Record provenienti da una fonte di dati
####

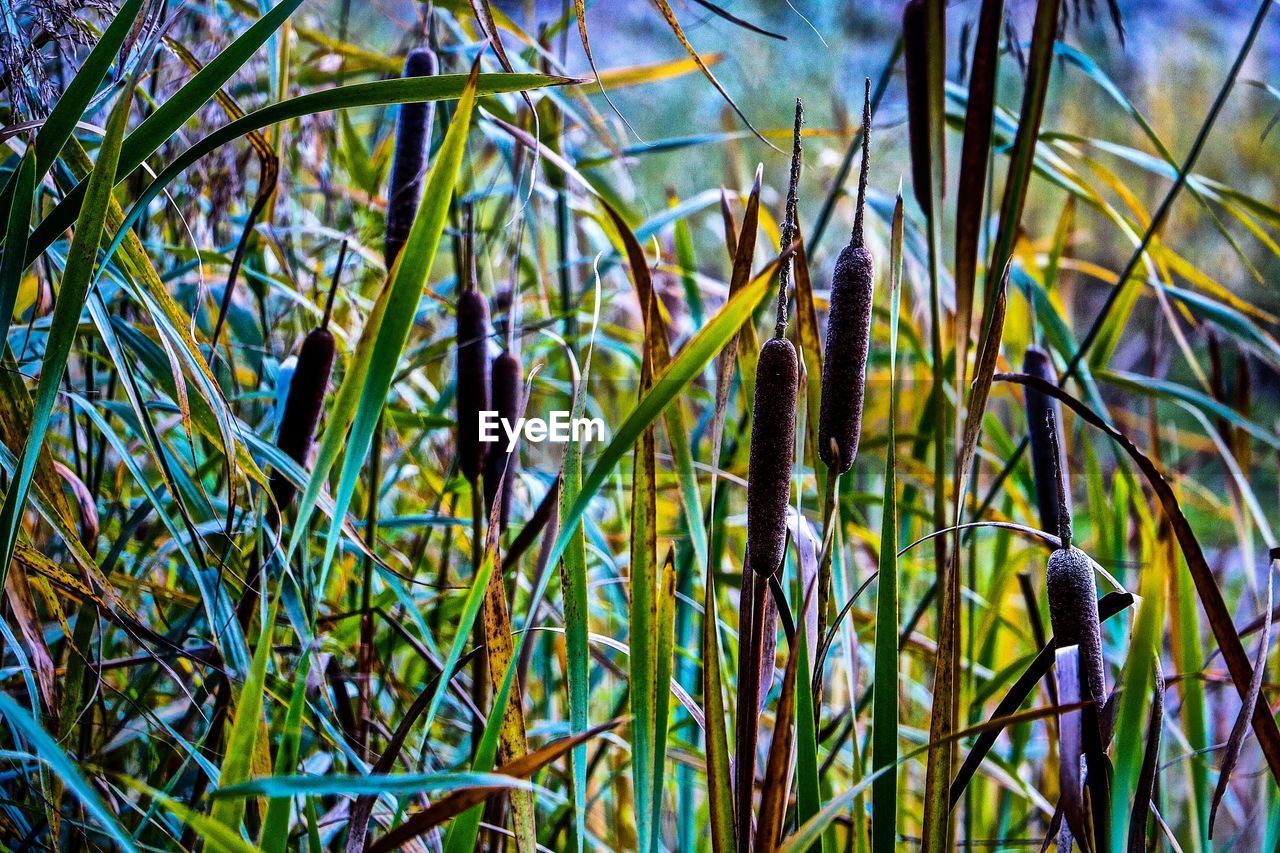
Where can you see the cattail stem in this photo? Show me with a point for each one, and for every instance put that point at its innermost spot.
(789, 224)
(849, 331)
(333, 284)
(858, 238)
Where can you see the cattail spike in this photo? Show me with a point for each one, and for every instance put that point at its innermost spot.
(864, 173)
(408, 163)
(849, 332)
(789, 223)
(773, 432)
(1064, 507)
(471, 389)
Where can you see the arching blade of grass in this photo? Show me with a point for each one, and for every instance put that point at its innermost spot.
(1166, 204)
(46, 748)
(574, 591)
(22, 194)
(464, 831)
(1138, 680)
(375, 94)
(167, 118)
(69, 108)
(810, 831)
(77, 276)
(479, 793)
(403, 291)
(670, 16)
(216, 836)
(242, 739)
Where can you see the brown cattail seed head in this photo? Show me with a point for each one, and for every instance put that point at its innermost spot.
(1048, 463)
(773, 437)
(302, 406)
(844, 366)
(408, 163)
(915, 56)
(472, 379)
(1073, 610)
(849, 331)
(501, 464)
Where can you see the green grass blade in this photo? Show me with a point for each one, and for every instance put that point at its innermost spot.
(275, 825)
(1138, 679)
(466, 828)
(664, 624)
(237, 762)
(576, 606)
(58, 761)
(77, 276)
(720, 789)
(168, 117)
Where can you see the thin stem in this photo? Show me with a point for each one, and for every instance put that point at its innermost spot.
(789, 223)
(858, 241)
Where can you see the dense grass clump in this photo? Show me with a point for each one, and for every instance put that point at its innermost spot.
(263, 587)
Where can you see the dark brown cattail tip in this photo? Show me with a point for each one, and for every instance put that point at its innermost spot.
(408, 162)
(302, 406)
(915, 56)
(501, 464)
(864, 172)
(472, 379)
(844, 365)
(1073, 610)
(1048, 460)
(773, 432)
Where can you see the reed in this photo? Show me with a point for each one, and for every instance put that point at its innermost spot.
(915, 59)
(768, 492)
(472, 361)
(501, 464)
(1043, 414)
(849, 328)
(305, 401)
(408, 162)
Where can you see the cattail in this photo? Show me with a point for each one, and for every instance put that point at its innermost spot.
(915, 56)
(307, 386)
(1073, 596)
(849, 328)
(501, 464)
(408, 162)
(1041, 413)
(1073, 610)
(773, 416)
(472, 361)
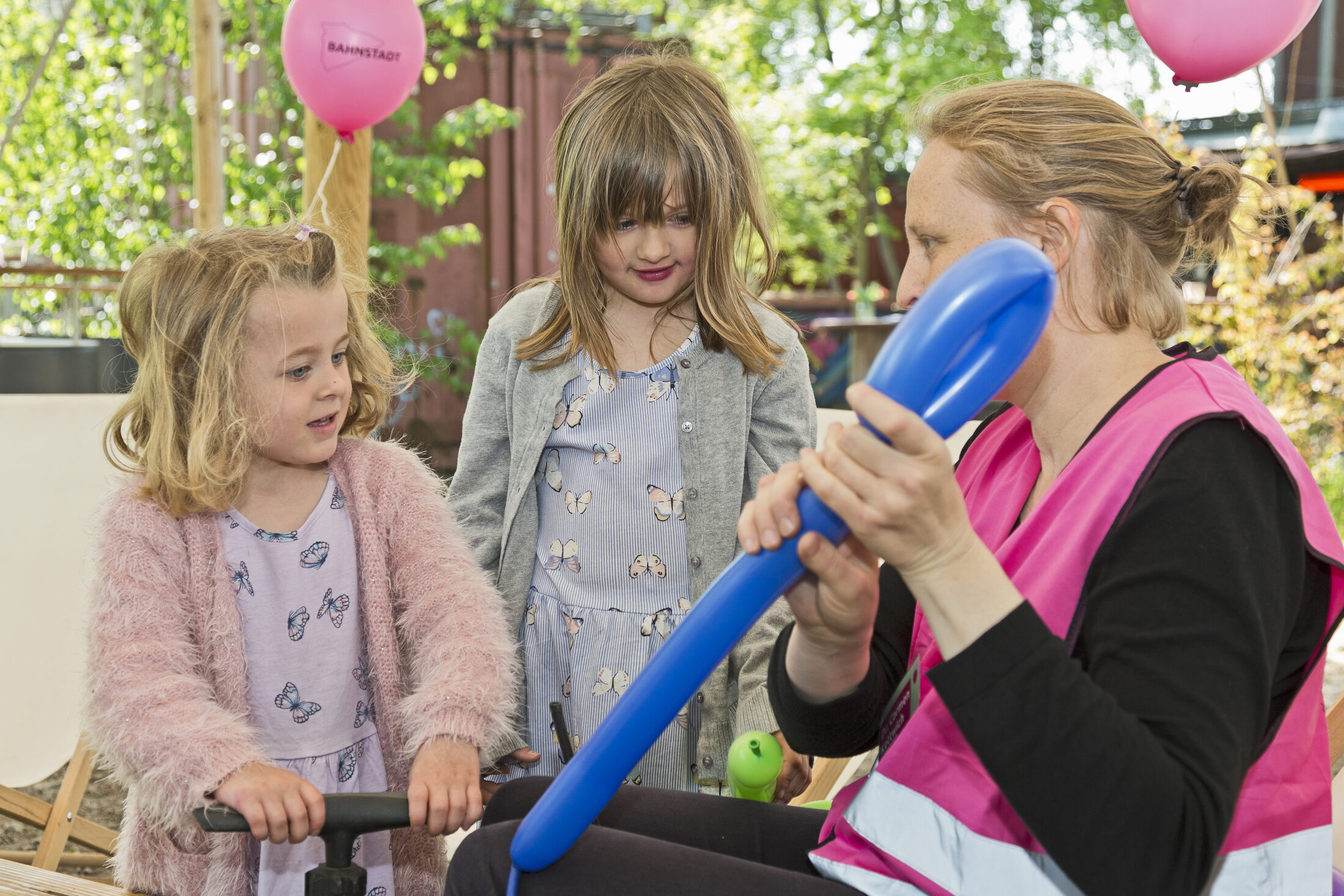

####

▸ **ESERCIZIO ASSEGNATO**
Estrai dai record ogni riga che contiene la parola "stem". La distinzione tra maiuscole e minuscole è rilevante.

▸ **SOLUZIONE PROPOSTA**
Where can you see the cattail stem in this photo? Show me with a point for each one, and for every instance put that point at its innermost spot.
Where can you see the thin stem in this photo? Show me with a point for each one, and for every instance put that point at its innermost spot.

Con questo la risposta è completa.